**Task material**

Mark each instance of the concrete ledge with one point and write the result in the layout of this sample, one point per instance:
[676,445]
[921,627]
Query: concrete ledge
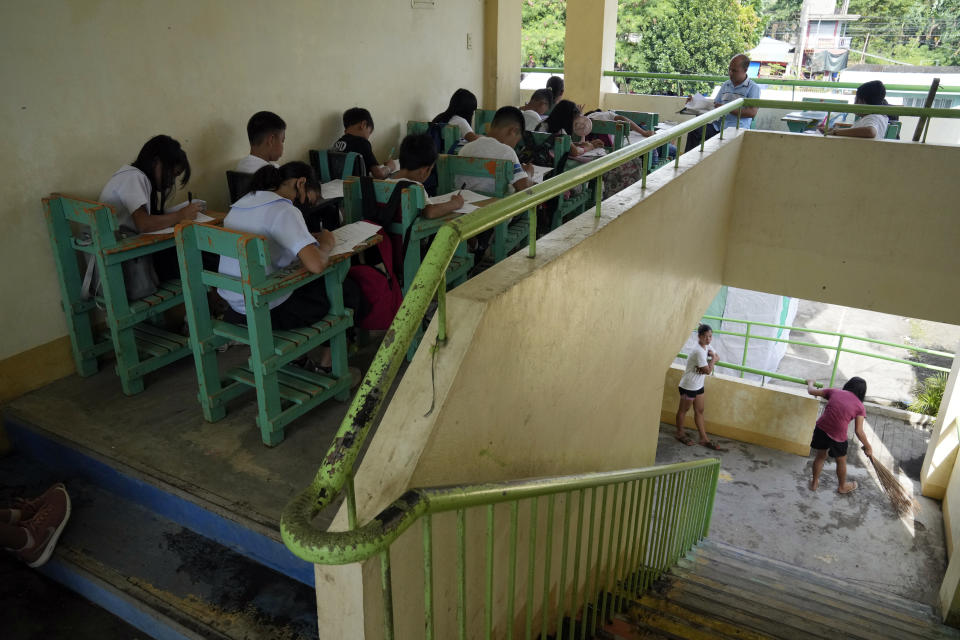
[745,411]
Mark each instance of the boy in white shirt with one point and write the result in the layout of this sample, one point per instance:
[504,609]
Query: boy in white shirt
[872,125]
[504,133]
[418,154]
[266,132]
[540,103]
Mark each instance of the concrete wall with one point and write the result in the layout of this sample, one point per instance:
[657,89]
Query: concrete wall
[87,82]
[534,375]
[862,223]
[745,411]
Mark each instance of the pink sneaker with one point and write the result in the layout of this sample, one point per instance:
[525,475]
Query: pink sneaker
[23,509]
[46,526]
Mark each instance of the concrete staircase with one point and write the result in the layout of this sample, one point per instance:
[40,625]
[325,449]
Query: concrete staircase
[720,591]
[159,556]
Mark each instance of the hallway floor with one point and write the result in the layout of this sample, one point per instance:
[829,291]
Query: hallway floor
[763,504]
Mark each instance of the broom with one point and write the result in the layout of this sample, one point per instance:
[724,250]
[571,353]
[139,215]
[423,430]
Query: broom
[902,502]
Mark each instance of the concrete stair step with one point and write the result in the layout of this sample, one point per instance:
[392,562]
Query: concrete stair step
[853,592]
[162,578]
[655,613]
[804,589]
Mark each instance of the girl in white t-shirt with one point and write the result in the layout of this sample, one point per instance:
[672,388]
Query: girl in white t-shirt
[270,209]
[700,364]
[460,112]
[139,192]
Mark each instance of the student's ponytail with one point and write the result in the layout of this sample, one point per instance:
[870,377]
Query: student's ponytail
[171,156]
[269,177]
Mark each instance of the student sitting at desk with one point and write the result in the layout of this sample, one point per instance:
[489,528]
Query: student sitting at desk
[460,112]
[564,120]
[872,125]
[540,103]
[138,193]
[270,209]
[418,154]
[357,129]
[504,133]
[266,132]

**Work instruction**
When you copy the listing above, reproduce every line exactly and skip the images.

**Response**
Mark each instance of the concrete ledge with one point and write the result in the layout of this sample, one point per instance:
[676,445]
[921,627]
Query: concrete ledge
[745,411]
Mark each instance of the boy in white shirt with one point and write the result in the layout of this sample, one point per instance:
[504,609]
Query: boy in white shirt
[872,125]
[504,133]
[418,154]
[266,132]
[540,103]
Mark each instance of the concrete wall with one point and write the result in the layout of this sample, one point per instance:
[657,89]
Query: concrete wall
[87,82]
[534,375]
[862,223]
[745,411]
Mark each instance of the pink sneaker with one point and write the result in the layout of this sample, one point per instance:
[525,475]
Query: pink sneaker
[23,509]
[46,526]
Mark each instance of the concrete staircase with one point and write the result in the layout of this sample, one point per instance:
[40,625]
[325,449]
Query: concrete staircase
[720,591]
[159,556]
Mark each instance of the hallway floor with one point and write the result in the layout of this sample, one point per instance:
[829,291]
Query: hallway floor
[763,504]
Mark each instance of the broom with one point and write the result in the layout of this sample, one point per instance:
[724,250]
[571,353]
[139,215]
[423,430]
Query: broom
[902,502]
Mark each instance of the concrete stair step with one point and write the result in the layout of this sample, one point per instance:
[392,562]
Query: concrete stair step
[853,592]
[162,578]
[655,613]
[804,589]
Mark each instance of the girl in white t-shirt with one point and write the result in the layout of this sample, one point per instance:
[672,388]
Query: girl in white t-shirt
[270,209]
[700,364]
[460,112]
[139,192]
Mark each instance of the student's ponytail with one point and write the result in the layout of this sample, one point per instance:
[870,377]
Query: student's ponytail
[171,156]
[269,177]
Mark each instance of the student sitting at desk with one point and write the result in the layout of this sample, one point per instance:
[489,528]
Query: student sitting at desk
[460,112]
[564,120]
[872,125]
[540,103]
[138,193]
[270,209]
[418,154]
[357,129]
[504,133]
[266,132]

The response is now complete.